(Dati raccolti)
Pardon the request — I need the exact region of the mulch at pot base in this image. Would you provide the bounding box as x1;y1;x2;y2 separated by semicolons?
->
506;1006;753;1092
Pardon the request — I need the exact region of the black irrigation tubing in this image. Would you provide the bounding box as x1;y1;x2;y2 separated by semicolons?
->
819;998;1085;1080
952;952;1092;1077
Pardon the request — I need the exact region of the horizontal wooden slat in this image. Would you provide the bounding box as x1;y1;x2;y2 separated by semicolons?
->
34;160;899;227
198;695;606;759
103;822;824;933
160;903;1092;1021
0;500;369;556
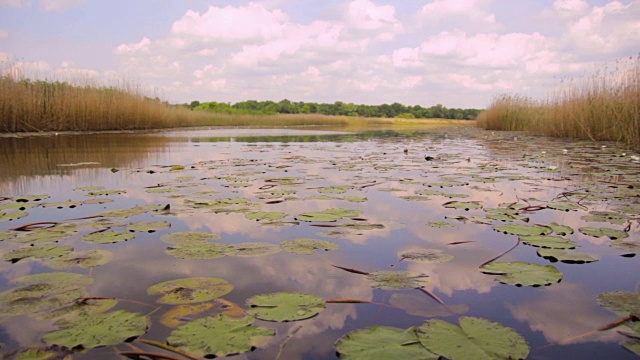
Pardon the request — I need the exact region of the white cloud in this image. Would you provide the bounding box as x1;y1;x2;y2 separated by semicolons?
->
40;0;84;11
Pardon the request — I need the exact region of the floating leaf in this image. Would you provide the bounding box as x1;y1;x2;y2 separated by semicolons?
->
46;249;113;269
538;249;598;264
247;292;325;321
442;201;482;211
493;224;553;235
147;278;233;304
280;238;340;255
167;315;275;358
578;226;629;240
480;261;562;287
296;208;362;221
336;325;440;360
3;245;73;263
398;249;453;263
519;235;576;249
597;291;640;316
126;221;171;233
80;231;136;244
165;242;235;260
233;242;282;256
161;231;220;244
160;303;213;329
43;310;150;349
367;270;431;290
416;316;529;360
245;211;287;221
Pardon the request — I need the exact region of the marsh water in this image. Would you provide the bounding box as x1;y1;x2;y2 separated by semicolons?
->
0;127;640;359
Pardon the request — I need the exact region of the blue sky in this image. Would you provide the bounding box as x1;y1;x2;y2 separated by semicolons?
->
0;0;640;108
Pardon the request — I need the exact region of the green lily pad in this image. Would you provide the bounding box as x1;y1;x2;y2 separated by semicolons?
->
2;245;73;263
296;208;362;222
247;292;325;321
46;249;113;269
442;201;482;211
167;314;275;358
233;242;282;256
578;226;629;240
336;325;440;360
480;261;562;287
493;224;553;235
147;278;233;304
160;231;220;244
416;316;529;360
519;235;577;249
280;238;340;255
126;221;171;233
80;231;136;244
0;211;29;221
538;249;598;264
245;211;287;221
43;310;150;349
597;291;640;316
549;222;573;236
367;270;431;290
165;241;235;260
398;249;453;263
609;239;640;252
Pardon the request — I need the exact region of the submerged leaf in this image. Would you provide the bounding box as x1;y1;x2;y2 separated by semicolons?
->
167;315;275;358
480;261;562;287
416;316;529;360
43;310;150;349
147;278;233;304
247;292;325;321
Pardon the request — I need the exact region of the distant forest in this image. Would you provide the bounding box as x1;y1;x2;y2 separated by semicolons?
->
182;99;482;120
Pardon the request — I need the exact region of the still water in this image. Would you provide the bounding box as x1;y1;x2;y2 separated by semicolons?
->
0;127;640;359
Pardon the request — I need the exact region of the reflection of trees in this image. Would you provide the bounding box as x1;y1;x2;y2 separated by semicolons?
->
0;134;170;191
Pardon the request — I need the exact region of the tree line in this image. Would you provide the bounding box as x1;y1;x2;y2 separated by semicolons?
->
182;99;482;120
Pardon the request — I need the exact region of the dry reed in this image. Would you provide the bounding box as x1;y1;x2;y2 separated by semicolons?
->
477;56;640;147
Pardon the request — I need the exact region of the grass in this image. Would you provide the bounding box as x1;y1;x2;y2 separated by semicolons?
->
0;68;462;133
477;56;640;147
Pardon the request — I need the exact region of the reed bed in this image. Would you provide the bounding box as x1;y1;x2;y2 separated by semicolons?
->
477;56;640;148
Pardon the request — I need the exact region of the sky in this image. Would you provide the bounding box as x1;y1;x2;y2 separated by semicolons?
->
0;0;640;108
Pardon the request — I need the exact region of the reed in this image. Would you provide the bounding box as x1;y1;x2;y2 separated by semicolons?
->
477;56;640;147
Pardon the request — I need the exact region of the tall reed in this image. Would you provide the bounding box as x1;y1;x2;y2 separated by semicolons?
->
477;56;640;147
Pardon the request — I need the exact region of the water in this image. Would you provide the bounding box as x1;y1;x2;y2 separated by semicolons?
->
0;128;640;359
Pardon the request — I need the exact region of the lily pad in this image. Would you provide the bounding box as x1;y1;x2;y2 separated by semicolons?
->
578;226;629;240
126;221;171;233
147;278;233;304
336;325;440;360
493;224;553;235
167;315;275;358
480;261;562;287
161;231;220;244
247;292;325;321
367;270;431;290
165;242;235;260
519;235;577;249
280;238;340;255
3;245;73;263
233;242;282;256
296;208;362;222
245;211;287;221
597;291;640;316
80;231;136;244
46;249;113;269
398;249;453;263
538;249;598;264
416;316;529;360
43;310;150;349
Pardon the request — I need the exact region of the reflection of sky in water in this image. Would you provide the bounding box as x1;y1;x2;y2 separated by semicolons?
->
0;129;638;359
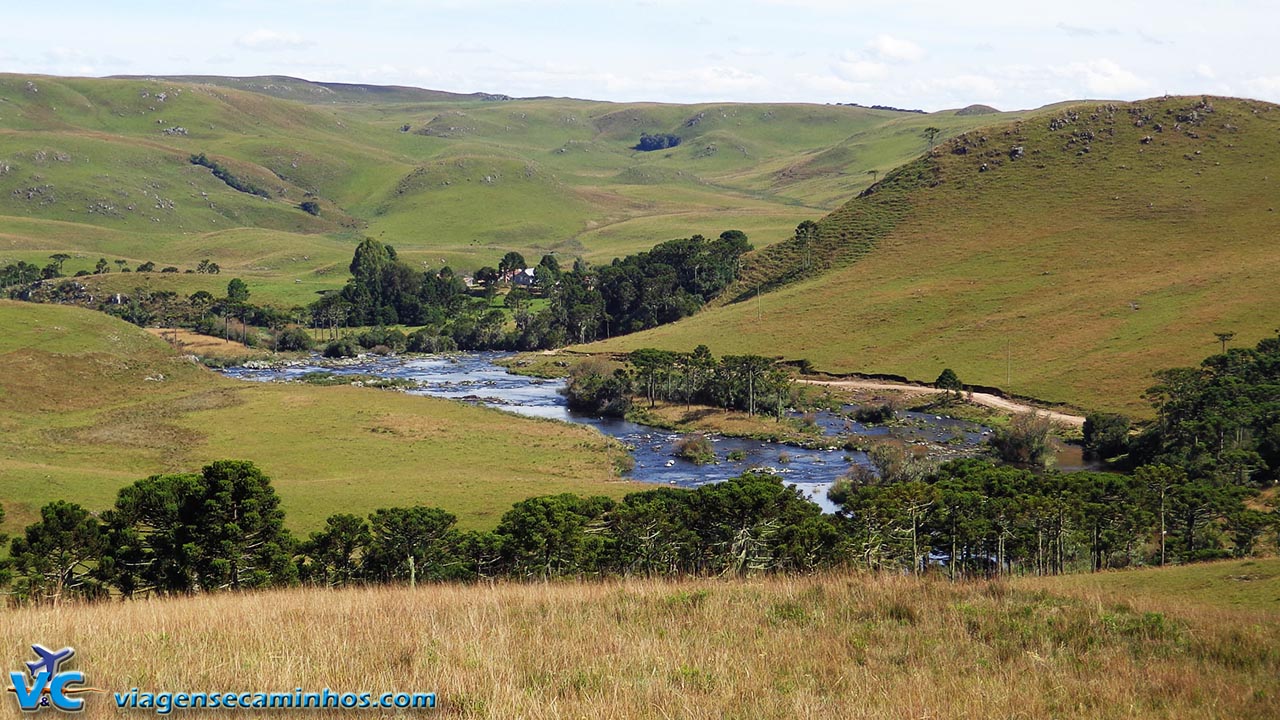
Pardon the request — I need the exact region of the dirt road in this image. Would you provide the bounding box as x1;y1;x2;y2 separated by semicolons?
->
799;380;1084;428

(Consegna)
Filtra i record qui sopra e riporta ogni riga che contiene la stringa "reflection", distinguendo tra maiuscole e minuscole.

(Soluzione proposta)
Pardon the request — I need the exact region of the reflection of trees in this image. Would you provide the bounding box as x1;y1;x2;y2 separated by semicolons?
Pardon the request — I need the exact region of the reflection of sky in water in this image. Would you provide the bounding box as x1;y1;x2;y2 separated by semicolons?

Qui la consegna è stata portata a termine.